One time, it rained in Denver.

And I spent that raining day planted in front of a wall of windows in the middle of the city. And I drank an entire pot of decaf coffee, which the baristas brewed just for me. I was visited briefly by a friend and our conversation was light and easy. Thor made me an almond milk cappuccino worthy of a gold ribbon. 

This spot – everything outside of it – is deliciously gray.  The buildings, the parking meters, the dead bushes that greet you, even the cars – gray. And I’ll take it today.

People walk to and fro – smiling, shuffling, yelling, briskly, purposefully, talking, warm, and cold, new, ancient, alive, walking-dead.

I hear pieces of conversation here and there.

It’s a good thing. All of it.

This has no glorious end. No profound deeper meaning. I am simply grateful for today. And the gray. And the life that happens no matter where you go.


(smallish) Adventures in Adulthood

Once upon a time, I woke up before the sun with the express intent of doing responsible things all the day long. I showered and cleaned my room and spent time with God, and then ventured downstairs to eat a most grown-up breakfast of fried eggs with avocado while I waited for my laundry to dry. I finished up said laundry by 8 o’clock and left the house feeling entirely productive and generally good about the day.

Then there was traffic – a thing which I had entirely forgotten about until I sat still on the interstate for half an hour longer than anticipated. I did eventually reach the street where my coffeeshop is located and here found a new dilemma – parallel parking.

I can parallel park. My dad taught me how. I passed that portion of my driver’s test with flying colors. I’ve parallel parked before – beautifully, I might add, a parking job worthy of a gold star. Today? Today, I found a parking space that gave me plenty of space on either side so that I had room for error. I flipped on my turn signal, stopped when my steering wheel was aligned with the steering wheel of the car in front of my parking spot, and then, I realized a line of cars was waiting for me. I know this is okay – I know this is what happens when you parallel park, but I suddenly became aware of the fact that I was keeping all of those people from getting where they needed to be.

* * *

### Short exercise
Carry on the parallel parking story from its last sentence.

[Point labeling dataset excerpts]
* * *

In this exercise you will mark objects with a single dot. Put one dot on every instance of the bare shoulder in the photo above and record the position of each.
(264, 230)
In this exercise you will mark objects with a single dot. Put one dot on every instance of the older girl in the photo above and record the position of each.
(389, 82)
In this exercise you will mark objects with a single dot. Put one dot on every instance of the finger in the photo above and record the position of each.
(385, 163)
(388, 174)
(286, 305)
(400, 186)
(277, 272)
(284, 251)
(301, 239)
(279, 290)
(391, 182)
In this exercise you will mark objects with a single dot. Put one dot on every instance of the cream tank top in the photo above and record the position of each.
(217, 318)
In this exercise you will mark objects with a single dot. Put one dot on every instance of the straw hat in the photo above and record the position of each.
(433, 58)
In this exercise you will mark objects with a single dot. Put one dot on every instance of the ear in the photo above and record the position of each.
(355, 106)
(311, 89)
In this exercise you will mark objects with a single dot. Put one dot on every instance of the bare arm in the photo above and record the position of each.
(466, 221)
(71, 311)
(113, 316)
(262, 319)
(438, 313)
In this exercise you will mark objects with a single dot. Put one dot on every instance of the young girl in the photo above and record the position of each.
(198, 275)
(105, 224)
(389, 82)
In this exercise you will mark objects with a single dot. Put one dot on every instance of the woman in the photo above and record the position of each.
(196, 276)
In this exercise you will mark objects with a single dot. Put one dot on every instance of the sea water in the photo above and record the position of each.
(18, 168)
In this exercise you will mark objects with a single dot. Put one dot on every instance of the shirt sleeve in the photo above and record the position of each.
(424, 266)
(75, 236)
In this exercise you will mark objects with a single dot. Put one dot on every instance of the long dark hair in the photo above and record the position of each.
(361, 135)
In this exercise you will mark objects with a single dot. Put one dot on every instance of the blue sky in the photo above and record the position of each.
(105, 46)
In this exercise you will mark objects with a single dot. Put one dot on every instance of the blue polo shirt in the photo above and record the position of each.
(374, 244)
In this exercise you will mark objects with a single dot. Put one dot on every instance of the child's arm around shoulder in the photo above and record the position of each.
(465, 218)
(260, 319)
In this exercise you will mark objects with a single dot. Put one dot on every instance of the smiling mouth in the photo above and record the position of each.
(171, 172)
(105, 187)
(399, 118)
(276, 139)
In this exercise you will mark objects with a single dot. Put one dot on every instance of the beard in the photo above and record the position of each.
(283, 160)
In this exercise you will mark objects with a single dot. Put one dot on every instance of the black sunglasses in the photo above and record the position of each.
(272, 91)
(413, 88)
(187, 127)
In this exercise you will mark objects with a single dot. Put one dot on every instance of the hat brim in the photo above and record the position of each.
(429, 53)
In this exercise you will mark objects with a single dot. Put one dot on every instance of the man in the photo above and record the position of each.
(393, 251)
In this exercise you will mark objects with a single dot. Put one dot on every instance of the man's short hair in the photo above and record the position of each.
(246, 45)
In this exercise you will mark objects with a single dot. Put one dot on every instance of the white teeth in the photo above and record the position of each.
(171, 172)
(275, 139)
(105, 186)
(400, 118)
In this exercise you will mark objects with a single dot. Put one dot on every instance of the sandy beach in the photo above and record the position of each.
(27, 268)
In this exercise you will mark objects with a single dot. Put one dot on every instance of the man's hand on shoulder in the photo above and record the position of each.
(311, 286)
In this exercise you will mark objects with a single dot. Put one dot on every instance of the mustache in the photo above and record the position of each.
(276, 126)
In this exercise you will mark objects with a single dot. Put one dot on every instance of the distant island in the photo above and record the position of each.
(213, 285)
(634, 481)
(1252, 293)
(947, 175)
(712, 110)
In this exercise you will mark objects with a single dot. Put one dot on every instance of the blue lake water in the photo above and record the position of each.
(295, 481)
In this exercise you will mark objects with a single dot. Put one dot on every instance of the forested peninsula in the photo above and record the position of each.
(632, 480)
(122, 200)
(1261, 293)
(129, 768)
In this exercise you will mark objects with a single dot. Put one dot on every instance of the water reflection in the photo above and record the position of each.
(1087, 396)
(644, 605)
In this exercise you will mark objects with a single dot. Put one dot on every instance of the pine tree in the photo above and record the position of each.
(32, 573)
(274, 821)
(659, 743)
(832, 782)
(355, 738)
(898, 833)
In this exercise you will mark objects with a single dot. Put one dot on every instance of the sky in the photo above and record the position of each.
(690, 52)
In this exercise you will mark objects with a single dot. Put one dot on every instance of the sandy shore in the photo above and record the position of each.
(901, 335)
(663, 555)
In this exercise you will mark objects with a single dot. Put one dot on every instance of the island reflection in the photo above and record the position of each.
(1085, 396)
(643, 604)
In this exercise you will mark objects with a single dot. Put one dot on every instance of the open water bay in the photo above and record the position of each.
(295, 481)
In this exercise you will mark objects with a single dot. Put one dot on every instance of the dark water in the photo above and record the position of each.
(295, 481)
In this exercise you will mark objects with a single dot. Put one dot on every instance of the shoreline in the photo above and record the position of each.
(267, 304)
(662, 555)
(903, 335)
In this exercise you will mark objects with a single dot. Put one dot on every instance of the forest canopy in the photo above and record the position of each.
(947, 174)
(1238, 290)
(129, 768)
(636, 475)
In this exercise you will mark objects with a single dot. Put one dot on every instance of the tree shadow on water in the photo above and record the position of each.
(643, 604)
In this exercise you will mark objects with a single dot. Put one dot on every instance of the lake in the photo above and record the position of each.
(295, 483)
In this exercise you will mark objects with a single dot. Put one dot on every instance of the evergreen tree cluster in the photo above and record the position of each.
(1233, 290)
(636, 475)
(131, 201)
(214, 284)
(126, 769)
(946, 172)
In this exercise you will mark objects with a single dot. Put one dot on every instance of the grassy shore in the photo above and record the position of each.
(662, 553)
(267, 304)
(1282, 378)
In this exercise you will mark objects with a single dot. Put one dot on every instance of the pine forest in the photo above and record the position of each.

* * *

### Output for this exercise
I could be the reason someone was late.

I felt like getting out of my car and personally apologizing to everyone. Of course, that would make them even more late, not to mention that it would be all around illogical. So, I just resolved to park as quickly and efficiently as I could. I slowly backed up, turned my wheel at just the right moment, and ran over the curb.

I then waited, with the back two feet of my car lodged on the sidewalk, watching, mortified, as dozens of cars glided past and I imagined everyone of them pointing and laughing. I’m pretty sure none of them even noticed,  the girl with her car on the sidewalk, or cared, for that matter, that she was there. My imaginings were vivid nonetheless.

The light up the street eventually turned red, the vehicles of mockery stopped, and I pulled out and re-parked my car. Twice.

This ordeal was followed by two rather uneventful and mostly productive hours at the coffeeshop. And from there, I went to Whole Foods, where I accidentally tried to buy the tester lotion.

I ended my morning with the carwash I’ve needed for a week. Dad told me about this carwashing-place… I guess it’s just called a carwash… near the house that does an excellent job for not a lot of money, so I stopped there.

Apparently, going to a car wash is an exercise in social skill. No one told me this.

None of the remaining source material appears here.